### EXERCISE GOAL:
What is needed here is every entry, retyped exactly.

### INPUT:
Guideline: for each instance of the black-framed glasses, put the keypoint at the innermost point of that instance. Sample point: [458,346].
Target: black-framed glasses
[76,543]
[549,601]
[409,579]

### RESULT:
Guideline: for each instance of the black-framed glasses, put the keypoint at the innermost point of that instance. Sample point: [458,346].
Target: black-framed glasses
[76,543]
[549,601]
[409,579]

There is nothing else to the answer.